■ **Supplied passage**
□ □ □ □
As one of the nation’s leading market-design economists, Alvin E. Roth has helped plan systems that place medical residents in hospitals, children in public schools, and kidneys in sick patients.
In recent years, the Harvard professor has helped a number of cutting-edge young economists land jobs at Stanford University, and now he’ll be joining them there this fall.
“The chance to be a colleague with my former students seemed like a lot of fun,” says Mr. Roth, a professor of economics and business administration at Harvard.
Mr. Roth, who is 60, will also be joined by two Harvard colleagues who decided to switch coasts after he did. Susan C. Athey, another top expert in market design who serves as Microsoft’s chief economist, and her husband, Guido W. Imbens, a noted econometrician, have accepted jobs at Stanford’s graduate business school, which works closely with the economics department.
“Stanford is building in areas that I’m interested in. They’re a real center of market design and experimental economics, which will also be exciting,” says Mr. Roth.
He and his colleagues have used the mathematical tools of game theory to design markets for the optimal placement of medical residents and schoolchildren, among others.
□ □ □ □
Saved data entries:
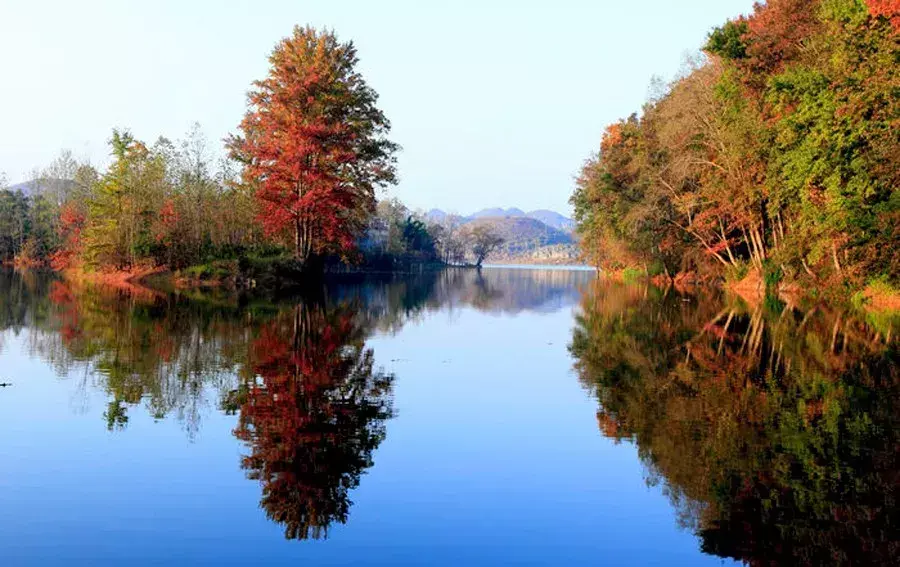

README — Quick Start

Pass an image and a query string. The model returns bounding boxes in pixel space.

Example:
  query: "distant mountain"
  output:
[469,207,525,219]
[425,207,575,232]
[463,216,574,256]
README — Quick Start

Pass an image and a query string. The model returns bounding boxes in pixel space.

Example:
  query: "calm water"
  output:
[0,269,900,565]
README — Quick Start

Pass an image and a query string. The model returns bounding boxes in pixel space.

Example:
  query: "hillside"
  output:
[463,217,575,262]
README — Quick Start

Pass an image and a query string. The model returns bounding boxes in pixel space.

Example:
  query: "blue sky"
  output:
[0,0,753,213]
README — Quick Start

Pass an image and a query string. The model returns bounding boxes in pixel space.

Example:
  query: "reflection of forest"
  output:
[571,285,900,565]
[0,270,593,539]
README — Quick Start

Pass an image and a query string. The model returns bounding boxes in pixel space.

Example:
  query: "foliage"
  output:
[570,285,900,565]
[572,0,900,287]
[228,27,397,262]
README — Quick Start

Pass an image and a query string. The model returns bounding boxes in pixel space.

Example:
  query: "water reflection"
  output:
[229,303,394,539]
[0,270,593,539]
[570,285,900,565]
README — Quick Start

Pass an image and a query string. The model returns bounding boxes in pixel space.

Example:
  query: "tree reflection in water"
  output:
[235,303,394,539]
[0,270,593,539]
[570,284,900,565]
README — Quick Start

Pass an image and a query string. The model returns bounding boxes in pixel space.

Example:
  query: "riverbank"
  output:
[53,256,447,292]
[598,268,900,319]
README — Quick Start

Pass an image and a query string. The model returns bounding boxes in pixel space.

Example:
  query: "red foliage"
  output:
[230,28,394,260]
[747,0,821,76]
[866,0,900,31]
[50,281,82,345]
[156,199,179,243]
[50,203,86,270]
[235,306,389,539]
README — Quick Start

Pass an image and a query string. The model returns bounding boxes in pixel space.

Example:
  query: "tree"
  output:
[469,225,503,268]
[228,27,398,264]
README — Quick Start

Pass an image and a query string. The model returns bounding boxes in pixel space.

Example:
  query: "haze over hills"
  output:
[426,207,579,264]
[426,207,575,234]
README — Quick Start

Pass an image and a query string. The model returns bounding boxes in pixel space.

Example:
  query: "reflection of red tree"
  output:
[50,281,82,344]
[235,306,392,539]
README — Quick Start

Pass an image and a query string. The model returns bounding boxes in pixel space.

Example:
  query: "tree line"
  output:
[570,281,900,565]
[571,0,900,298]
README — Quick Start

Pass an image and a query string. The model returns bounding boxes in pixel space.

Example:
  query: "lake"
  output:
[0,268,900,565]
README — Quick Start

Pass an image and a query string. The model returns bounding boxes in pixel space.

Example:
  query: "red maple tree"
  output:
[228,27,398,263]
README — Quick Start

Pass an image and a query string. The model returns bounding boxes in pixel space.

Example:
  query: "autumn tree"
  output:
[468,225,504,268]
[228,27,398,264]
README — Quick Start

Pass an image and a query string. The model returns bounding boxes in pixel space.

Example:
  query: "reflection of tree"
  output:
[571,286,900,565]
[235,304,393,539]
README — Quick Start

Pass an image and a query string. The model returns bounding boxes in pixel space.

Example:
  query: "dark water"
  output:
[0,269,900,565]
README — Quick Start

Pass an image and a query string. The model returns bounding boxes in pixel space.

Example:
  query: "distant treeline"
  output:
[572,0,900,296]
[0,27,506,277]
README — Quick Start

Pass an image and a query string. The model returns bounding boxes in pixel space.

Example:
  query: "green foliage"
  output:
[572,4,900,296]
[705,20,747,59]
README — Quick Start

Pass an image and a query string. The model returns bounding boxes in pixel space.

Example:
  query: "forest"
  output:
[571,0,900,304]
[0,27,498,280]
[570,281,900,565]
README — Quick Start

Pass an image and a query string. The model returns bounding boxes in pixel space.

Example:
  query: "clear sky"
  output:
[0,0,753,213]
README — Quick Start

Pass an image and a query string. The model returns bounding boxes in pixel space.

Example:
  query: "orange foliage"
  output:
[866,0,900,31]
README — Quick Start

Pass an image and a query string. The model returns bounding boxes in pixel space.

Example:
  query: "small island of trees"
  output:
[0,27,496,283]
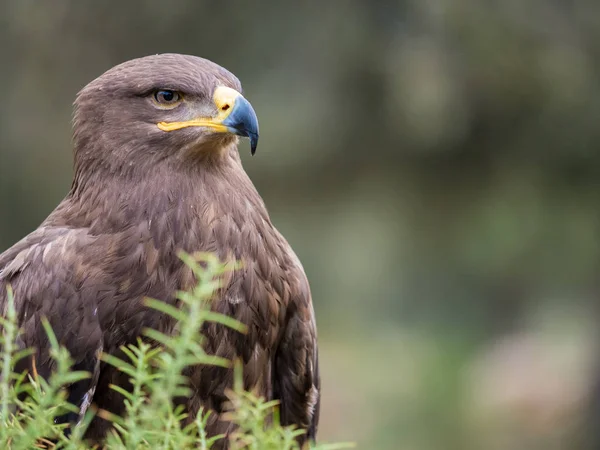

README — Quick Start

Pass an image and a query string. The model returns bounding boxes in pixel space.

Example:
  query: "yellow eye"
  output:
[154,89,181,107]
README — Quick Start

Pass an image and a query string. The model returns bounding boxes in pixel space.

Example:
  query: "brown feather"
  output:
[0,55,320,448]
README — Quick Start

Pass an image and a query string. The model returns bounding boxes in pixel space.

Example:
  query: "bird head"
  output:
[74,54,258,175]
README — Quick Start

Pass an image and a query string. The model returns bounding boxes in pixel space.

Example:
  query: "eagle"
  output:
[0,54,320,448]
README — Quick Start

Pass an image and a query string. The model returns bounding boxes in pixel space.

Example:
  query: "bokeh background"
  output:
[0,0,600,450]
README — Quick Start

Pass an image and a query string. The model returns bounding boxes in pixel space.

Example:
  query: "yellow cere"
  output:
[157,86,242,133]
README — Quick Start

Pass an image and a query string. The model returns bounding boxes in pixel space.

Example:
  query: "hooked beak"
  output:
[157,86,258,155]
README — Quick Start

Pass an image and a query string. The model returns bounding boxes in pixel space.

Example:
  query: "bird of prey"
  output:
[0,54,320,446]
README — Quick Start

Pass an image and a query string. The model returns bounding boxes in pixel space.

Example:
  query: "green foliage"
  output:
[0,254,350,450]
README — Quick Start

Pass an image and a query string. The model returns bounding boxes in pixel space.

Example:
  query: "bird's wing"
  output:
[273,271,321,440]
[0,227,103,428]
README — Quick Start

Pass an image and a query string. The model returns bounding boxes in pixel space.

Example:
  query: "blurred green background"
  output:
[0,0,600,450]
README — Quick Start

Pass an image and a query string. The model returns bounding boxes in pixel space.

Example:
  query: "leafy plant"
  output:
[0,254,350,450]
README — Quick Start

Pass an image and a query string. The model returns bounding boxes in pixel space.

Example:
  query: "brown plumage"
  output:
[0,54,320,445]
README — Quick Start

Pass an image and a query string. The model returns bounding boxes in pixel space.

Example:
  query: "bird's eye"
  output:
[154,89,181,108]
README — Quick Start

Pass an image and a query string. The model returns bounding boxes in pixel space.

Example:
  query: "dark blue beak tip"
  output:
[223,97,258,155]
[249,134,258,156]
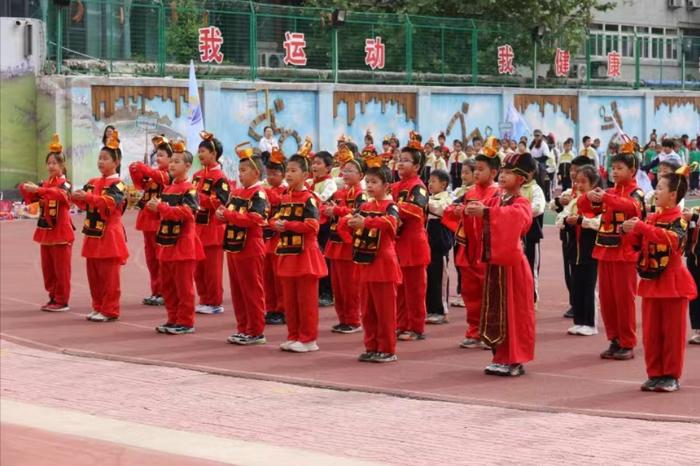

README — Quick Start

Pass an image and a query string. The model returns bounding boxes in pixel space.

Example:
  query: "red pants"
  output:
[87,258,122,317]
[160,260,197,327]
[41,244,73,304]
[396,265,428,334]
[280,275,318,343]
[598,261,637,348]
[459,264,486,340]
[226,253,265,336]
[642,298,688,379]
[263,252,284,312]
[194,245,224,306]
[361,282,397,354]
[143,231,162,296]
[330,260,360,326]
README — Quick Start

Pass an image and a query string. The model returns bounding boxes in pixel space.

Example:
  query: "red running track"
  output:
[0,212,700,422]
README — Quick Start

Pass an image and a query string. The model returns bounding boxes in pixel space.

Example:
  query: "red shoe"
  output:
[41,303,70,312]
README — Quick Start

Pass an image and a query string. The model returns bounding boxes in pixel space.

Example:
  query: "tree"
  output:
[304,0,614,74]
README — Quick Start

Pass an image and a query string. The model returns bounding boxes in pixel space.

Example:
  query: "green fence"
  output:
[37,0,700,89]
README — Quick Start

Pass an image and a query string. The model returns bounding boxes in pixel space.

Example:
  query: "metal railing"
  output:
[38,0,700,89]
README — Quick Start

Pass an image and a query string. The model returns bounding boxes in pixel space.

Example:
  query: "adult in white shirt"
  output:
[258,126,279,153]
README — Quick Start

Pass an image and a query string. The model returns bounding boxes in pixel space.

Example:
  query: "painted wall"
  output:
[0,76,700,190]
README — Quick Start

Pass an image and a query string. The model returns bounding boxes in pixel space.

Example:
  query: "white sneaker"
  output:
[287,341,318,353]
[194,304,224,314]
[578,325,598,337]
[450,296,466,307]
[280,340,296,351]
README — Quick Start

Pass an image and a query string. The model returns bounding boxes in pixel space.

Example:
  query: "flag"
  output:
[612,115,654,194]
[187,60,204,154]
[506,103,530,141]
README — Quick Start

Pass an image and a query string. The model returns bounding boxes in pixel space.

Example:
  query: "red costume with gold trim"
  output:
[443,183,500,340]
[224,182,270,336]
[155,179,204,327]
[391,176,430,335]
[276,188,328,343]
[577,180,644,349]
[263,185,287,314]
[192,163,230,306]
[479,196,535,365]
[20,176,74,304]
[339,199,401,354]
[129,162,170,296]
[74,174,129,317]
[325,186,367,326]
[629,206,697,379]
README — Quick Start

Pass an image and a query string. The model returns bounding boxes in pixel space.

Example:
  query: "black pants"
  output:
[571,261,598,327]
[525,239,540,302]
[425,250,450,314]
[318,222,333,299]
[688,256,700,330]
[452,244,462,296]
[561,241,574,308]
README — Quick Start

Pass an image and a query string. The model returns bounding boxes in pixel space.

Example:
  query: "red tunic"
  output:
[156,178,204,261]
[192,163,230,247]
[75,174,129,263]
[479,196,535,364]
[577,180,645,262]
[444,183,501,267]
[276,188,328,278]
[324,186,367,261]
[391,176,430,267]
[263,185,287,254]
[338,199,402,283]
[629,206,697,300]
[20,176,74,246]
[224,183,270,259]
[129,162,171,231]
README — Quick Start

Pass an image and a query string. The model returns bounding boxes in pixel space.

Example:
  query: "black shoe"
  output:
[600,340,620,359]
[613,348,634,361]
[265,311,285,325]
[156,322,177,333]
[639,377,662,392]
[371,353,399,362]
[654,377,681,392]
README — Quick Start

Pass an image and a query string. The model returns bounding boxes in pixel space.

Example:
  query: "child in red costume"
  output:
[622,166,697,392]
[129,136,173,306]
[19,134,74,312]
[444,138,501,349]
[145,141,204,335]
[192,131,230,314]
[577,141,644,360]
[272,148,328,353]
[323,145,367,333]
[391,131,430,341]
[465,152,536,377]
[339,155,401,362]
[263,148,287,325]
[73,130,129,322]
[216,145,270,345]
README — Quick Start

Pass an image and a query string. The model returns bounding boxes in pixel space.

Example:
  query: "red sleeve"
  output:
[483,200,532,265]
[284,218,319,234]
[603,192,642,217]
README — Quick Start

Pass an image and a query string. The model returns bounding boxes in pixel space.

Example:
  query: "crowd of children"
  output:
[20,127,700,391]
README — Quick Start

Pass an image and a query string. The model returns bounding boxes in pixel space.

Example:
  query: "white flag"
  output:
[187,60,204,157]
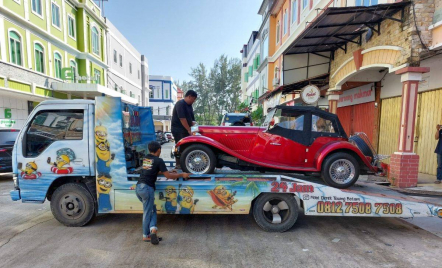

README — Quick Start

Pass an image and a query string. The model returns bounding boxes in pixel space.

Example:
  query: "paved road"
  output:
[0,176,442,268]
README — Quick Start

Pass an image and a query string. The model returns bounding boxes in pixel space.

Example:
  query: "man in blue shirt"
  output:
[434,125,442,184]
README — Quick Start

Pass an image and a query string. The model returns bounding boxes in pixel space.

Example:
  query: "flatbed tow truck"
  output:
[11,97,442,232]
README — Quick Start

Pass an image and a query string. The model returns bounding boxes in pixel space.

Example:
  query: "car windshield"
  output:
[224,114,250,123]
[262,108,276,127]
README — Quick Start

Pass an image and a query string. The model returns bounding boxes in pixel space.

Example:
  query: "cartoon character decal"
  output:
[177,184,199,214]
[20,162,41,180]
[207,185,238,210]
[47,148,75,174]
[95,126,115,211]
[159,185,178,214]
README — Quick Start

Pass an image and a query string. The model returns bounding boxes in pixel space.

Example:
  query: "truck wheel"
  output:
[253,194,298,233]
[321,153,359,189]
[180,144,216,174]
[51,183,95,227]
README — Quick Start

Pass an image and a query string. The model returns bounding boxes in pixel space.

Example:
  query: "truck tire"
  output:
[253,194,299,233]
[51,183,95,227]
[321,153,359,189]
[349,136,373,159]
[180,144,216,174]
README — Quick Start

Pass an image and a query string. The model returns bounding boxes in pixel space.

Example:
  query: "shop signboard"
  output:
[338,84,375,107]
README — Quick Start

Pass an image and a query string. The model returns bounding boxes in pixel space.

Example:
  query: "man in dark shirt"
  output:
[434,125,442,184]
[172,90,198,169]
[135,141,190,245]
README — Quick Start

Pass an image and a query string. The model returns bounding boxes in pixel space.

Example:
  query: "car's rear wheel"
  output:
[253,194,298,232]
[180,144,216,174]
[321,153,359,189]
[51,183,95,227]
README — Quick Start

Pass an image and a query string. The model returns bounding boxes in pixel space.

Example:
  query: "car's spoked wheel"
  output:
[321,153,360,189]
[329,159,356,184]
[253,193,298,232]
[185,150,210,174]
[262,199,289,224]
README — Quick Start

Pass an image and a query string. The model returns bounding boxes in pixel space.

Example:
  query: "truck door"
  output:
[16,104,92,202]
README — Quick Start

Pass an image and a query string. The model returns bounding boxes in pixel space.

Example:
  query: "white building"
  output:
[149,75,177,132]
[106,18,149,106]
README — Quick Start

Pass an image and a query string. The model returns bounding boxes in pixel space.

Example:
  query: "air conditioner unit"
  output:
[273,78,279,86]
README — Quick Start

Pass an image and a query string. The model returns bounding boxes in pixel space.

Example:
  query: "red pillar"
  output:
[389,67,430,188]
[327,91,341,114]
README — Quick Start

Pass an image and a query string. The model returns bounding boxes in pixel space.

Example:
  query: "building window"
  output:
[9,32,22,66]
[52,2,60,29]
[54,52,61,79]
[69,60,77,82]
[91,26,100,55]
[276,20,281,44]
[302,0,308,10]
[94,69,101,84]
[356,0,378,7]
[283,9,289,35]
[68,15,75,39]
[31,0,43,16]
[292,0,298,23]
[34,44,45,73]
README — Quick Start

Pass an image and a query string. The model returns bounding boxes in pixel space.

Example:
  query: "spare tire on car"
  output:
[348,135,374,159]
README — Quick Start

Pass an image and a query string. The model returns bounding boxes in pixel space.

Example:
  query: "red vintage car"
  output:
[173,106,380,188]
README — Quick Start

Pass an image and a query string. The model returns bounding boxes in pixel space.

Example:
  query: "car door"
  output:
[264,109,308,167]
[16,104,91,202]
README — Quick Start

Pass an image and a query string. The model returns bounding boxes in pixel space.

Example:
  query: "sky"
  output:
[104,0,262,82]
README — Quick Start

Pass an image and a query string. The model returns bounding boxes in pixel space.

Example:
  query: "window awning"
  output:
[261,74,329,99]
[284,2,410,55]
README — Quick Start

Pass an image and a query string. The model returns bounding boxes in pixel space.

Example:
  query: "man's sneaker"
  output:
[150,229,160,245]
[143,235,163,242]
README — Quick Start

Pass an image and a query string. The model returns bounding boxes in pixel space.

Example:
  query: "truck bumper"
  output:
[9,190,21,201]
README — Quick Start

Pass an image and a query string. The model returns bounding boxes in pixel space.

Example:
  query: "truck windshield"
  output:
[25,110,83,157]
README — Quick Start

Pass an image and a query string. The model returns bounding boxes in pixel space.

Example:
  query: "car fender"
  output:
[314,141,377,172]
[175,135,245,162]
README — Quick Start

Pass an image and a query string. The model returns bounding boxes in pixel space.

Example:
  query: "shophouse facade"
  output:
[149,75,178,132]
[0,0,138,129]
[247,0,442,187]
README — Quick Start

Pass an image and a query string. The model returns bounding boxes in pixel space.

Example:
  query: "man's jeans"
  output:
[135,183,157,237]
[436,154,442,181]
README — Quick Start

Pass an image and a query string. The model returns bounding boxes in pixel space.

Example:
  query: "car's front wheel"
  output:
[180,144,216,174]
[321,153,359,189]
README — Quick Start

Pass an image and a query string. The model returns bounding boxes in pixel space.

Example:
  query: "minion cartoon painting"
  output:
[47,148,75,174]
[160,185,178,214]
[207,185,238,210]
[178,184,199,214]
[20,162,41,180]
[95,126,115,211]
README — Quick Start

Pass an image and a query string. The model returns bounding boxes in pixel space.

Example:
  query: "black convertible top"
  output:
[270,105,347,146]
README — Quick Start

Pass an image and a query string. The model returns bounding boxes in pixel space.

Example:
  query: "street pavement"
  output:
[0,143,442,268]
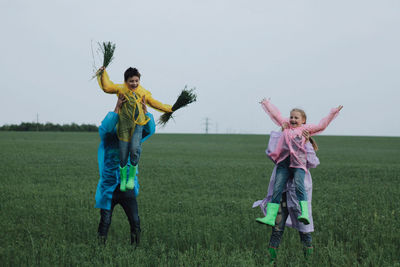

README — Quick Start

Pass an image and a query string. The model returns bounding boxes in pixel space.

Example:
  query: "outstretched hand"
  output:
[114,94,126,113]
[258,97,271,104]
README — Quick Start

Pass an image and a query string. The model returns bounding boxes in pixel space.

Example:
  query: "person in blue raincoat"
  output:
[95,95,155,246]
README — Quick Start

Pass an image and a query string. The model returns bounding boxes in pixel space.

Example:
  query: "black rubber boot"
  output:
[131,232,140,248]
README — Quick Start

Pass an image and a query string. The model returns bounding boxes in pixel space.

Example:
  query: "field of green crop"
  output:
[0,132,400,266]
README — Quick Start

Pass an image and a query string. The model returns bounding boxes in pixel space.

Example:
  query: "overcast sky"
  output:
[0,0,400,136]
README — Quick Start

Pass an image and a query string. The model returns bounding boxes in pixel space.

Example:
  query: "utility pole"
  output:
[204,117,210,134]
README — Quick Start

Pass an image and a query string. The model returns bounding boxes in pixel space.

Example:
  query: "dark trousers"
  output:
[119,124,143,167]
[98,186,140,237]
[269,192,312,248]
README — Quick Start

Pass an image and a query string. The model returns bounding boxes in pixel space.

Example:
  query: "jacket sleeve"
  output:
[306,108,339,135]
[97,70,124,94]
[99,111,118,140]
[261,99,288,126]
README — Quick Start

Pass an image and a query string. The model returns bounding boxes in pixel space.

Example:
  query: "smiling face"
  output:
[289,110,306,128]
[126,76,140,90]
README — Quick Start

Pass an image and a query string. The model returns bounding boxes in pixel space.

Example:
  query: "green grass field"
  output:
[0,132,400,266]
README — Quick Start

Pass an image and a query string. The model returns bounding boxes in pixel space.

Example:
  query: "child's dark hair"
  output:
[124,67,140,82]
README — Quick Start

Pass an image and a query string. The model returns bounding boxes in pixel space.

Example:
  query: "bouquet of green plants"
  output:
[92,42,115,78]
[158,86,197,126]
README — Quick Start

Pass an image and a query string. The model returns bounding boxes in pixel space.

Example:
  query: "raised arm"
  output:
[306,106,343,135]
[144,89,172,112]
[260,98,288,127]
[97,67,123,94]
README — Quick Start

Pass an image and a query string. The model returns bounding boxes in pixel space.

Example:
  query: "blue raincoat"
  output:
[95,112,156,210]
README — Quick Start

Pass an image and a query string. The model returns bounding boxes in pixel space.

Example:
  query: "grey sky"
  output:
[0,0,400,136]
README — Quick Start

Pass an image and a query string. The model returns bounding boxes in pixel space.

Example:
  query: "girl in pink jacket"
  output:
[256,99,343,226]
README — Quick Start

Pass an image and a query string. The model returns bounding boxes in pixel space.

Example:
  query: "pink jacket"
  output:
[261,100,339,173]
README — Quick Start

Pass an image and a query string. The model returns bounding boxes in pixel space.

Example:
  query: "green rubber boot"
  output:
[297,201,310,224]
[303,247,314,260]
[268,247,278,264]
[256,202,279,226]
[126,165,137,190]
[119,165,128,192]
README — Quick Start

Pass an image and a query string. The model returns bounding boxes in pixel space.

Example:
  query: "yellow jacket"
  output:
[97,70,172,142]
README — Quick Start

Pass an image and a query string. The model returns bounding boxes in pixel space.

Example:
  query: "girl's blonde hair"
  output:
[290,108,318,152]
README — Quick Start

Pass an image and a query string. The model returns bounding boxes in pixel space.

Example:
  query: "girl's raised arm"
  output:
[97,67,123,94]
[306,106,343,135]
[260,98,288,127]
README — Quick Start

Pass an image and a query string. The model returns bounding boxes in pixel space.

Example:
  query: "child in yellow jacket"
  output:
[97,67,172,191]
□ □ □ □
■ **What this exercise asks**
(1) According to the article on Alvin E. Roth's move to Stanford, what position does Susan C. Athey hold at Microsoft?
(2) Pick up the article on Alvin E. Roth's move to Stanford after its final sentence and continue it.

■ **Responses by item number**
(1) She serves as Microsoft's chief economist.

(2)
“He’s been remarkably successful in bridging between topics of interest to academic economists and problems that have practical, real-world applications,” says the chairman of Stanford’s economics department, Jonathan D. Levin.
In addition, “he has a sensational record at Harvard of working with postdocs and producing new Ph.D.'s.”
Mr. Roth received his doctorate in operations research from Stanford in 1974 and has taught at Harvard since 1998.
The field of market design got its start when Mr. Roth was tapped to help revamp the National Resident Matching Program, a service that each year places nearly 25,000 new physicians in teaching hospitals where they receive supervised training.
The system had been plagued with problems, including employment contracts that were signed before the formal matches took place and married couples who couldn’t find placements near each other.
By changing the mathematical algorithms used in the matching process, Mr. Roth and his colleagues created a process that discouraged participants from gaming the system and gave married couples more bargaining power to find jobs together.
Since then, he has helped design a centralized system for placing students in New York City public high schools, where the choices are immense. He has helped redesign Boston’s school-choice system.
He has also applied a similar algorithm to help set up a registry and matching program that pair compatible kidney donors and recipients.
Among the former students who helped persuade him to move West was Muriel Niederle, an associate professor of economics at Stanford who completed her Ph.D. under his guidance at Harvard in 2002.
“I think my role was not only in persuading Al, but also in persuading my colleagues that it was worth the effort to make an offer,” she says. “No one had the remotest doubts about his qualities, but many worried that he would not be movable. Harvard is not used to losing people.”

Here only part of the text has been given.